* **Description of the task**
Can you rewrite every one of the records below with "Practice step" swapped for "Exercise", keeping everything else the same and leaving the pictures out?

* **Data extract**
━━━━━━━━━━━━━━━━━━━━

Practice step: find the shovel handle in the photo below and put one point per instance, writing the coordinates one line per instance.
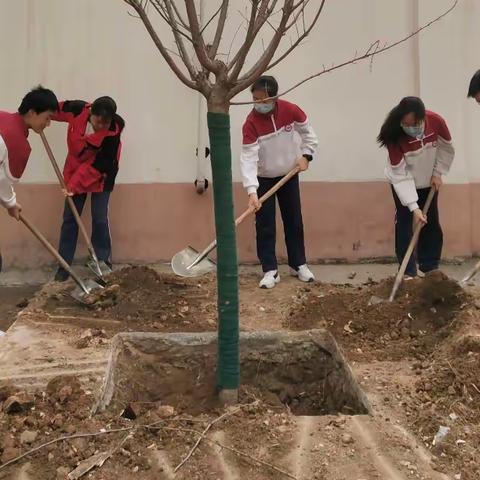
(268, 194)
(70, 201)
(411, 246)
(471, 274)
(52, 250)
(247, 212)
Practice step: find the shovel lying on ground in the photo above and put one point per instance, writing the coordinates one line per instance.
(100, 269)
(190, 263)
(411, 247)
(83, 287)
(471, 274)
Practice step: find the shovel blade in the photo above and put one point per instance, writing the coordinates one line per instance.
(79, 294)
(182, 260)
(101, 270)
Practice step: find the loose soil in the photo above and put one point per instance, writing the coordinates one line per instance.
(12, 300)
(418, 357)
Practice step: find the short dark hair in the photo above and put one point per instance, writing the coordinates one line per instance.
(104, 107)
(391, 130)
(474, 86)
(266, 83)
(39, 100)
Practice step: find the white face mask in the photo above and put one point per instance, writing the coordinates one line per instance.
(415, 132)
(263, 107)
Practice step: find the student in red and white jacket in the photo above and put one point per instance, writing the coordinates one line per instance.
(34, 113)
(420, 153)
(270, 150)
(94, 147)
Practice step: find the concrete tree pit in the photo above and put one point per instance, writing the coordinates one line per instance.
(304, 370)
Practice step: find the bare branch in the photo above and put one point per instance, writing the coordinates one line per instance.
(219, 32)
(242, 53)
(140, 9)
(373, 49)
(178, 39)
(262, 63)
(171, 21)
(300, 38)
(179, 16)
(256, 23)
(198, 43)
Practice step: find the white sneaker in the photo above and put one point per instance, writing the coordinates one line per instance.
(270, 279)
(303, 273)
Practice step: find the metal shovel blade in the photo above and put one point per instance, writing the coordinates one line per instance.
(182, 260)
(79, 293)
(100, 270)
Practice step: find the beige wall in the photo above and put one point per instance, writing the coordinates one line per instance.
(87, 48)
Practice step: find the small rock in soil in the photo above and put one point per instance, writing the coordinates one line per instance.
(18, 403)
(28, 436)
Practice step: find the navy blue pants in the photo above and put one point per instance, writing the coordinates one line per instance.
(101, 240)
(290, 207)
(430, 241)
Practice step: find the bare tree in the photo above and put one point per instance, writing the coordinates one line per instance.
(200, 63)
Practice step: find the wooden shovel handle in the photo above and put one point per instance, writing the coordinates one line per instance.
(268, 194)
(246, 213)
(70, 201)
(51, 249)
(411, 246)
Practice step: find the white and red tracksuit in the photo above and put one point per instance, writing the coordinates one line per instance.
(412, 161)
(410, 167)
(271, 148)
(14, 153)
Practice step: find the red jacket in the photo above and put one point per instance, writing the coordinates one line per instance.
(92, 159)
(14, 133)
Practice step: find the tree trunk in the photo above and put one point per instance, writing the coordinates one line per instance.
(228, 364)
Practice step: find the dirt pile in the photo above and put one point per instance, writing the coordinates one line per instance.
(135, 444)
(143, 300)
(367, 325)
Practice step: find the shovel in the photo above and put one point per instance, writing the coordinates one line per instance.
(411, 247)
(190, 263)
(100, 269)
(83, 287)
(471, 274)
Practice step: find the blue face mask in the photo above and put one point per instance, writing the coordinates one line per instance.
(263, 107)
(415, 132)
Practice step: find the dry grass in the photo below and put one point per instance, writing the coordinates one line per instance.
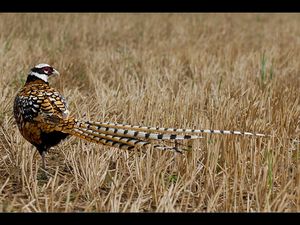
(216, 71)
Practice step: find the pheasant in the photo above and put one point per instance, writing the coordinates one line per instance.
(43, 119)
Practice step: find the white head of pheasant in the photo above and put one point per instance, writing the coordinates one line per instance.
(41, 71)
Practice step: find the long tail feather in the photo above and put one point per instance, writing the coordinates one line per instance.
(116, 141)
(93, 126)
(170, 130)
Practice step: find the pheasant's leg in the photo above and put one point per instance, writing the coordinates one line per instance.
(43, 160)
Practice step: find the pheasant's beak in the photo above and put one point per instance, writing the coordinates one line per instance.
(55, 72)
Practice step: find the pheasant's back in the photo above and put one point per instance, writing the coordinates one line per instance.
(38, 110)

━━━━━━━━━━━━━━━━━━━━

* **Solution to the exercise**
Exercise: find the shovel handle in the photo below and put one point per instance, writing the coordinates one line per instance.
(268, 194)
(70, 201)
(411, 246)
(471, 274)
(52, 250)
(247, 212)
Exercise: find the shovel lying on ground in the photo above and put one point per instance, writing the coordinates one line per instance.
(100, 269)
(190, 263)
(411, 247)
(83, 287)
(471, 274)
Exercise: find the shovel blade in the photo above and put one point per instance, writing the coordinates one line per instance.
(79, 294)
(182, 260)
(101, 270)
Exercise: find the loose soil in the photo above and put one point per instance, writing the coordinates one line per instance.
(12, 300)
(418, 357)
Exercise: find the short dark hair in the photo above and put one point per instance, writing the coordinates one line per instance.
(104, 107)
(391, 130)
(474, 86)
(266, 83)
(39, 100)
Exercise: find the white face mask in the photo above and put one point per instance, writing the coordinates one line per instance.
(415, 132)
(263, 107)
Exercise: find the student in red and white jacket in the photo above and put one point per instance, writing the coordinates one line per instance.
(34, 113)
(420, 153)
(270, 150)
(94, 147)
Exercise: find the concrete tree pit in the photo above and put one point per instance, writing the coordinates one line per instance.
(304, 370)
Exercise: find the bare branch in the photo above and put one point per instance, writing the coordinates one line per instance.
(219, 32)
(242, 53)
(140, 9)
(373, 49)
(178, 39)
(262, 63)
(171, 21)
(300, 38)
(179, 16)
(256, 23)
(198, 43)
Exercise: find the white sneaker in the photo above and put one point per instance, writing the coordinates one line per instance.
(270, 279)
(303, 273)
Exercise: find the metal shovel blade in the photo above and put one point per instance, writing the coordinates one line per instance.
(182, 260)
(79, 293)
(100, 270)
Exercise: find the beige wall in the photo above and put one point per instance, writing the coordinates one line per instance.
(87, 48)
Exercise: find the small rock in soil in the photo above and put one point per instance, writing the coordinates one line per instance.
(18, 403)
(28, 436)
Exercise: find the navy blue pants in the photo above and put one point per instance, writing the coordinates one line per instance.
(101, 240)
(290, 207)
(430, 241)
Exercise: find the bare tree in the photo above and put one point per instance, writing the coordinates one line per instance.
(200, 63)
Exercise: find the wooden shovel handle in the photo above and put one point per instance, writing the coordinates one line per instance.
(268, 194)
(246, 213)
(70, 201)
(51, 249)
(411, 246)
Exercise: find the white and red tracksuit in the photo above and put one point per instance, writing the coordinates one line per instance.
(412, 161)
(410, 167)
(271, 148)
(14, 153)
Exercise: find the red jacket in the photo above and put one point per instance, writing the coordinates one line per instance.
(92, 159)
(14, 133)
Exercise: find the tree trunk in the photo above and put one point per instance, writing the coordinates one line per instance.
(228, 364)
Exercise: find the dirt pile in the photo above and put one point per instance, writing the coordinates one line per instance.
(135, 444)
(143, 300)
(367, 325)
Exercise: find the shovel in the photo above and put one point per instance, writing the coordinates one line per instance.
(411, 247)
(190, 263)
(100, 269)
(83, 287)
(471, 274)
Exercise: find the blue face mask in the photo above and put one point per instance, writing the coordinates one line per instance.
(263, 107)
(415, 132)
Exercise: find the dry grass in the photo below and put one point per instance, writing the coordinates one line per instance.
(216, 71)
Exercise: find the pheasant in the photo above and put one point per instance, writing the coordinates one line per instance.
(43, 119)
Exercise: find the white head of pheasant in the photo above and put one point per instance, writing the coordinates one line per instance.
(41, 71)
Exercise: find the long tail feather in the photo above and put one point per instance, writing the coordinates one line per instance.
(116, 141)
(93, 126)
(170, 130)
Exercise: find the pheasant's leg in the photo above and put one point per instance, writing the coordinates one line per instance.
(43, 160)
Exercise: find the pheasant's beak in the photo above and put one point per instance, writing the coordinates one line per instance.
(55, 72)
Exercise: find the pheasant's back in the photo above and put one point per instance, writing the coordinates one line per instance.
(38, 110)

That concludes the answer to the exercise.